Passage shown:
+++
To the Emmanuel Community, on behalf of the Promotion and Tenure Committee:

A recent decision regarding tenure by the Promotion and Tenure Committee has elicited a strong reaction among some students and alumni.  The decision was made not to recommend a faculty member for tenure or for promotion from Assistant Professor to Associate Professor. The Promotion and Tenure Committee does not grant or deny tenure; this is the prerogative of the Administration and Board of Trustees. Letters from students or alumni have been posted on The Hub protesting the decision, and it is important to correct some of the misinformation being circulated.

First, the Administration plays no part in the decision made by the Promotion and Tenure Committee, which is composed entirely of faculty and which acts independently without any consultation with the Administration throughout its six months of work.  The recent decision which has engendered such antagonistic comments from a handful of alumni has not even undergone the Administrative Review process, which follows the work of the Faculty Promotion and Tenure Committee.

Furthermore, and contrary to statements posted on The Hub, some anonymously, there has not been a “rash” of tenure denials by the Administration. In the past several years, numerous candidates have submitted applications for promotion and/or tenure, and almost all have received positive recommendations from the Promotion and Tenure Committee. These include faculty from the departments of Sociology, Theology and Religious Studies, English, Management, Foreign Languages, Art, Chemistry, Biology, Physics, Philosophy, Psychology, Mathematics, Political Science, History and Performing Arts.

Comments posted on The Hub also argue that students should have input into the process. In fact, student input is mandatory and essential.  Student course evaluations are examined carefully by the Promotion and Tenure Committee, both for numerical scores and for written comments, and faculty applying for tenure are permitted to, and always do, solicit letters of support from students and alumni, as well as letters from colleagues and others.  All of these are read by members of the Promotion and Tenure Committee and considered in the evaluation process.

Disappointment is natural for students who believe that a professor who is an outstanding teacher has been denied tenure.  The reality is that, even if a teacher is outstanding, that alone is not sufficient for the candidate to be approved for tenure.  The criteria for tenure include outstanding teaching, scholarship, and contribution to the mission of the college through service to the department and the college.  These criteria are known to all faculty from the start of their careers, are reiterated during annual reviews by their department as well as during a comprehensive review at their third year of serving on the faculty, and are part of their contract. If a particular faculty member is an outstanding professor and does not meet the other criteria, there is no one more disappointed than those members of the Promotion and Tenure Committee who are forced into the situation of denying tenure to a colleague whose talents would be more than welcome on campus.
+++
(Stored data lines)
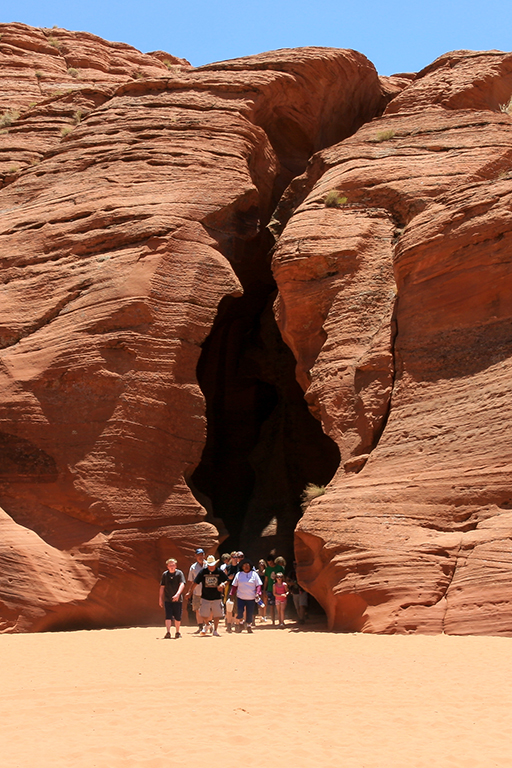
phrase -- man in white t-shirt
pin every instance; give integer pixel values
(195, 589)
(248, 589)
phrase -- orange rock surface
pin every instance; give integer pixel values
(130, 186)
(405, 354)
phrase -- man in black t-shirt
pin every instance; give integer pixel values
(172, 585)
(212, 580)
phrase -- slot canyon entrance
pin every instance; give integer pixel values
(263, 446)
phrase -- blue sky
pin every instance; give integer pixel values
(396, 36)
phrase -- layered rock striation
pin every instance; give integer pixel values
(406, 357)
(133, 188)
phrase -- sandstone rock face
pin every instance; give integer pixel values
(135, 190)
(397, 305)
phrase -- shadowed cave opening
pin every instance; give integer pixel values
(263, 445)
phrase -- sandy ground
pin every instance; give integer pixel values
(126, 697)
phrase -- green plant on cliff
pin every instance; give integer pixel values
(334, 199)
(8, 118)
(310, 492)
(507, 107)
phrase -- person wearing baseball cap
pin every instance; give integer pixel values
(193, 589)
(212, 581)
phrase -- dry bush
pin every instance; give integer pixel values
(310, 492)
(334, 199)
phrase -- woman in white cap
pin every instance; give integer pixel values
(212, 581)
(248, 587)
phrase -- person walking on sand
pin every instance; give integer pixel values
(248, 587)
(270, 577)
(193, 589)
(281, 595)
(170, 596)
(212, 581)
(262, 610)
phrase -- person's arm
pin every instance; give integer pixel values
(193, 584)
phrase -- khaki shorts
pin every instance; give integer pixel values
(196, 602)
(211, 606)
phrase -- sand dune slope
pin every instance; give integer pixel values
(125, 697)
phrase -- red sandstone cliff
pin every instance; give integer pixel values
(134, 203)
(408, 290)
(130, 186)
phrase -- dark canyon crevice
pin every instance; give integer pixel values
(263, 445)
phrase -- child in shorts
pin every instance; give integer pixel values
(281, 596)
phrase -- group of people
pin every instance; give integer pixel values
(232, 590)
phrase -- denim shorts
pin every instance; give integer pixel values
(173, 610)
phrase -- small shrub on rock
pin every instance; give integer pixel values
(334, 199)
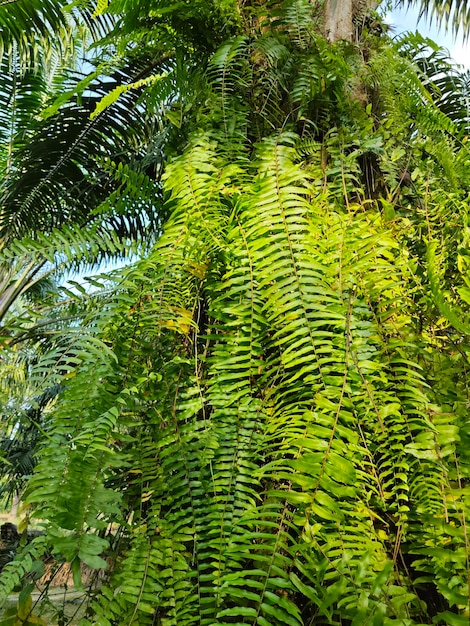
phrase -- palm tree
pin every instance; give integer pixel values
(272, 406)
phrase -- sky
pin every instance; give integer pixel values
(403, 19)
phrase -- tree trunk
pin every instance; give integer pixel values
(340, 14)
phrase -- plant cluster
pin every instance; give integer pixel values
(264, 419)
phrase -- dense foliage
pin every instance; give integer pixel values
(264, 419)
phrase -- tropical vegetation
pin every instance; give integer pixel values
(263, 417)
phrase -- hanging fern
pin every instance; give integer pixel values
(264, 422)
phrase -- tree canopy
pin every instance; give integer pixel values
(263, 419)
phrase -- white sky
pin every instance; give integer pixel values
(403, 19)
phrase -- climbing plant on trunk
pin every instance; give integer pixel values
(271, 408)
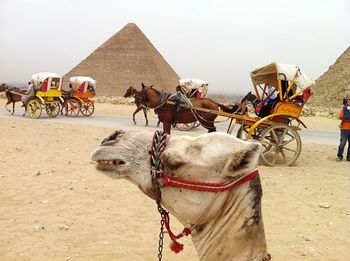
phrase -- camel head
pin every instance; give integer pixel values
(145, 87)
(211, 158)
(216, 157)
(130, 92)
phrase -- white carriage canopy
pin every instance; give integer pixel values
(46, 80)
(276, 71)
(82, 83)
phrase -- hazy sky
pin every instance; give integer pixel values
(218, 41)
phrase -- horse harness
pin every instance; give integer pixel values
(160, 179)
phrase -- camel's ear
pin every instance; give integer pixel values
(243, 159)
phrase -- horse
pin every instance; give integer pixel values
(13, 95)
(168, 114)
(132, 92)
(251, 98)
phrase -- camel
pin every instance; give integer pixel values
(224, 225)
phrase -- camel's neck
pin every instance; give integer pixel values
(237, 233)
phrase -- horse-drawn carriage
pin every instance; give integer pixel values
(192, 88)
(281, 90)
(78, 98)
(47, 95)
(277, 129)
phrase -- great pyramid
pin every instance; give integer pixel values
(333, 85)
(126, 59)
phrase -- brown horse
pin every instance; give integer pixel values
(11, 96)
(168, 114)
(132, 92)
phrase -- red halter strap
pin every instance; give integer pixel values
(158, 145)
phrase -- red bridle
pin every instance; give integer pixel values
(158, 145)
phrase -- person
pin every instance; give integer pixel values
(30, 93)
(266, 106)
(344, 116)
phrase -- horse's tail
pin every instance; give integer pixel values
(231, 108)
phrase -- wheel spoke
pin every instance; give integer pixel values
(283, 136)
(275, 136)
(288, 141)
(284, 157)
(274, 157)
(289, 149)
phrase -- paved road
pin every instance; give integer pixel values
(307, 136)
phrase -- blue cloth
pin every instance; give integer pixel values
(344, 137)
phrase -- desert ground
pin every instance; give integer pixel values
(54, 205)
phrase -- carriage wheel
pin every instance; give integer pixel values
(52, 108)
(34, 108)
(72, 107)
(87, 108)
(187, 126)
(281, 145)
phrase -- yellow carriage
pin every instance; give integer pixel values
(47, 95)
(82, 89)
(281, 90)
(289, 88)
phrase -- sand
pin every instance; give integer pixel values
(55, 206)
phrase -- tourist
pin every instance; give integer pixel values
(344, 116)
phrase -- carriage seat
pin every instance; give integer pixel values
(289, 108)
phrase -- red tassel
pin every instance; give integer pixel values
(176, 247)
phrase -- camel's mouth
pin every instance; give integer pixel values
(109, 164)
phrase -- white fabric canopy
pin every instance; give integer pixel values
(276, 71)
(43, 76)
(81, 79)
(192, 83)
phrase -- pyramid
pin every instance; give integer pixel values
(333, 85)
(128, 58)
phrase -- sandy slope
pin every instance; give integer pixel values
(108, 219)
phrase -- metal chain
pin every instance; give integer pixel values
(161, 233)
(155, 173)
+++
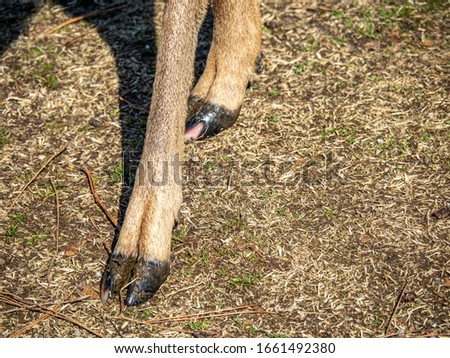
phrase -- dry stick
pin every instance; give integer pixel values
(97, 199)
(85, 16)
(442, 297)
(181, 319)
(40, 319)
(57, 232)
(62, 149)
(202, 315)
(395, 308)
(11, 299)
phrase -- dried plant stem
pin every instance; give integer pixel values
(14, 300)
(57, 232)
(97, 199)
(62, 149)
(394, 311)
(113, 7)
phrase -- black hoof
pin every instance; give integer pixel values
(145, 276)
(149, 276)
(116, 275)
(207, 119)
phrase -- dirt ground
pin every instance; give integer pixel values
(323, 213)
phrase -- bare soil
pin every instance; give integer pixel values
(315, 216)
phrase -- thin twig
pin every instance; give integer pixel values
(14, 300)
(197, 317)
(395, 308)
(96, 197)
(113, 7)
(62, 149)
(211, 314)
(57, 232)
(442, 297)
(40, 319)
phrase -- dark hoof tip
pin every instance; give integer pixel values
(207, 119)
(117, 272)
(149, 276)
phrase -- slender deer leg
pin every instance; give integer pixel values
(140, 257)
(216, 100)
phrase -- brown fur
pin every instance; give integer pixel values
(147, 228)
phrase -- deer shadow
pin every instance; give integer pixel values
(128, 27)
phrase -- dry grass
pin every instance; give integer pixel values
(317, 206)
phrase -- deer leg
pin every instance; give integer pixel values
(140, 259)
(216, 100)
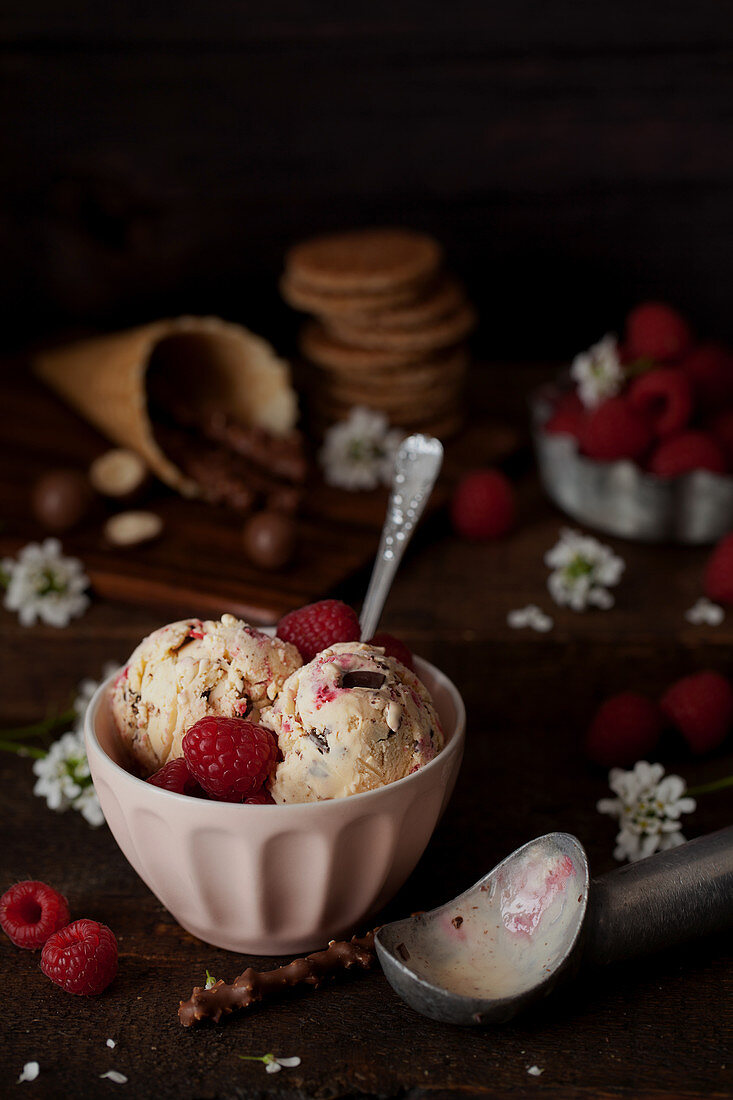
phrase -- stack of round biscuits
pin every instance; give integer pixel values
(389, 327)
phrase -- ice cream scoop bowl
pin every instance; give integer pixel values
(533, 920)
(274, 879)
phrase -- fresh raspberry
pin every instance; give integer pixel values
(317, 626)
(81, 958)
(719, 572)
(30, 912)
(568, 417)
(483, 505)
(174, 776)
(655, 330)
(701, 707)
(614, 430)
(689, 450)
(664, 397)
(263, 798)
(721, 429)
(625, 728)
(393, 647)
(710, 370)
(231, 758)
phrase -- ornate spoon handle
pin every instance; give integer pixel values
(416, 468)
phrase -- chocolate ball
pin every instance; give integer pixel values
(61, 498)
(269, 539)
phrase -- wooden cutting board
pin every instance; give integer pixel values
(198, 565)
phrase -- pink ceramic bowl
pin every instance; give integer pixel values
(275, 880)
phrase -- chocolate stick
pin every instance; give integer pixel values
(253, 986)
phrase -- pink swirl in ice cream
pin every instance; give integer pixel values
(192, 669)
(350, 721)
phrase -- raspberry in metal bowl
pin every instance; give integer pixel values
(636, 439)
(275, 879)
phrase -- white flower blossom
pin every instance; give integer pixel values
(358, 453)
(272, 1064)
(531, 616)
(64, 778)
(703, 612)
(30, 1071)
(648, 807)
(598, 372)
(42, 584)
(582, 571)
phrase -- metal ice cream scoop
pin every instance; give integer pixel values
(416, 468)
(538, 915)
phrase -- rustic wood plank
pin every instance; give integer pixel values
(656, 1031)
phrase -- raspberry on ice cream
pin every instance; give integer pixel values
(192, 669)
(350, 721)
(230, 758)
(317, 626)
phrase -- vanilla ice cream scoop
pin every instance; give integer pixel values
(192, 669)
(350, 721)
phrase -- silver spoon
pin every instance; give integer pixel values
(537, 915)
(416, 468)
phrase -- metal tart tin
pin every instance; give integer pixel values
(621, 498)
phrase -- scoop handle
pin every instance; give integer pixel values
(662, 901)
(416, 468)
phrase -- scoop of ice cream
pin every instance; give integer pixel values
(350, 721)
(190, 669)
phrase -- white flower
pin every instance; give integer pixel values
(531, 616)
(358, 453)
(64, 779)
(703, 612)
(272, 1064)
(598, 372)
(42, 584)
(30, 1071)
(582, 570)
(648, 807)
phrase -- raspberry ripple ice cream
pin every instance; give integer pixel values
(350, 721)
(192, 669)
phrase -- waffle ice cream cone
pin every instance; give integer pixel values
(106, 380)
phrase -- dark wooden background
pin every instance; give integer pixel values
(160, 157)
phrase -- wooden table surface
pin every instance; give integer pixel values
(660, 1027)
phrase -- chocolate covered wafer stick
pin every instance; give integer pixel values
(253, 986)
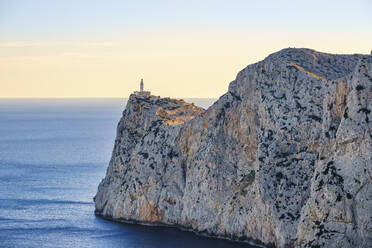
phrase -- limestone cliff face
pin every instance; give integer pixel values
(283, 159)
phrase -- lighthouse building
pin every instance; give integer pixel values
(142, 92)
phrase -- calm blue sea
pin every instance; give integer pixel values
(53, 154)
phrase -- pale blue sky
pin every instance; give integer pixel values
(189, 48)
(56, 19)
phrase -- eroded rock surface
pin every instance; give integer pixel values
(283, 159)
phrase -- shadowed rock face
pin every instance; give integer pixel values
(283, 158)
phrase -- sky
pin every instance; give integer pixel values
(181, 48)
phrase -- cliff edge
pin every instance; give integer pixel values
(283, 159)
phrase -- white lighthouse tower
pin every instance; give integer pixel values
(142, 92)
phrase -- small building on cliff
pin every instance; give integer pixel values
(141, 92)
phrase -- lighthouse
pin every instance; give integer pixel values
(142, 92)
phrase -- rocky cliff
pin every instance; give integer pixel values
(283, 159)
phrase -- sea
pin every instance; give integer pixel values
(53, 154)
+++
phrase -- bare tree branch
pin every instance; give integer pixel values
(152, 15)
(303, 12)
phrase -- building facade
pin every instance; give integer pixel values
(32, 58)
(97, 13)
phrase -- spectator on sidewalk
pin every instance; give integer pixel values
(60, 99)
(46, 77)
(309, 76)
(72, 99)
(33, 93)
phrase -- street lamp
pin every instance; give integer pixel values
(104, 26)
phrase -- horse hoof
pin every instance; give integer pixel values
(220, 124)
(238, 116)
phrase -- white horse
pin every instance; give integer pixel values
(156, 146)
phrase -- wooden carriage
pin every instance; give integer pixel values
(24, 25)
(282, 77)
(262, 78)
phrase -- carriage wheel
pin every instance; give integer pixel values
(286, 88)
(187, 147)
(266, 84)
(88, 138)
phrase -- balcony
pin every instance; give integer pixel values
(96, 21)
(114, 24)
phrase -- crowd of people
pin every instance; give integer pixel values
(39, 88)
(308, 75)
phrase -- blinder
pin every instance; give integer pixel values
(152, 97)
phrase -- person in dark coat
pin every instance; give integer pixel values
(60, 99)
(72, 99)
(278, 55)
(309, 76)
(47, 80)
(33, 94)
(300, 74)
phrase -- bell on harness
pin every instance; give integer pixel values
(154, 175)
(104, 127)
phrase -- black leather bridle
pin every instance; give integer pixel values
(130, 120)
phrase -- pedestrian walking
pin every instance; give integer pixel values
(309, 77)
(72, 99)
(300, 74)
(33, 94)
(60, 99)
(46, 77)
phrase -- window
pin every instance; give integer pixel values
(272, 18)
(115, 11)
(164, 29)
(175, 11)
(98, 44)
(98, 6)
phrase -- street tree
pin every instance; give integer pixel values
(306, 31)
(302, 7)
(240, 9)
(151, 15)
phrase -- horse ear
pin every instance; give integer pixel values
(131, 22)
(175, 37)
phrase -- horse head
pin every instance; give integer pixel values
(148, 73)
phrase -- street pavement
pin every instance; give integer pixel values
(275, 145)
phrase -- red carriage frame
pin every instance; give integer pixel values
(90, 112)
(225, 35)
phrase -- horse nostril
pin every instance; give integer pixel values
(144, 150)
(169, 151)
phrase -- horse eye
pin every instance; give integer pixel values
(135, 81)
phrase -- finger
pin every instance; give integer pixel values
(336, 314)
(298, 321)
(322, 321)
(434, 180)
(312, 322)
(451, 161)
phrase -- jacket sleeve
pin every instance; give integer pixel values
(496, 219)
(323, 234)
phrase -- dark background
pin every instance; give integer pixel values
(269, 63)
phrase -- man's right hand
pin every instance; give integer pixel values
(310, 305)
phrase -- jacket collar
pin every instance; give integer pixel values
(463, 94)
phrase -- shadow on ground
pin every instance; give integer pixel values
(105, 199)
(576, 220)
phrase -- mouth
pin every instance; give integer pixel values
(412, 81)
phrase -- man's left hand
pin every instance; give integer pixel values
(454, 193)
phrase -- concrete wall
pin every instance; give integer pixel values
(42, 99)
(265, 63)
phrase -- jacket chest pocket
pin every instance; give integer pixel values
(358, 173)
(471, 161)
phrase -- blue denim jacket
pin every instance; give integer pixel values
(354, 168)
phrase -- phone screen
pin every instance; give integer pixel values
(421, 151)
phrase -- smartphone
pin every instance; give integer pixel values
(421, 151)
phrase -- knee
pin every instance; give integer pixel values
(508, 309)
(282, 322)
+++
Prompt: Reproduce the portion of the tenure letter starting at "A recent decision" and ending at "misinformation being circulated.".

Response:
A recent decision regarding tenure by the Promotion and Tenure Committee has elicited a strong reaction among some students and alumni.  The decision was made not to recommend a faculty member for tenure or for promotion from Assistant Professor to Associate Professor. The Promotion and Tenure Committee does not grant or deny tenure; this is the prerogative of the Administration and Board of Trustees. Letters from students or alumni have been posted on The Hub protesting the decision, and it is important to correct some of the misinformation being circulated.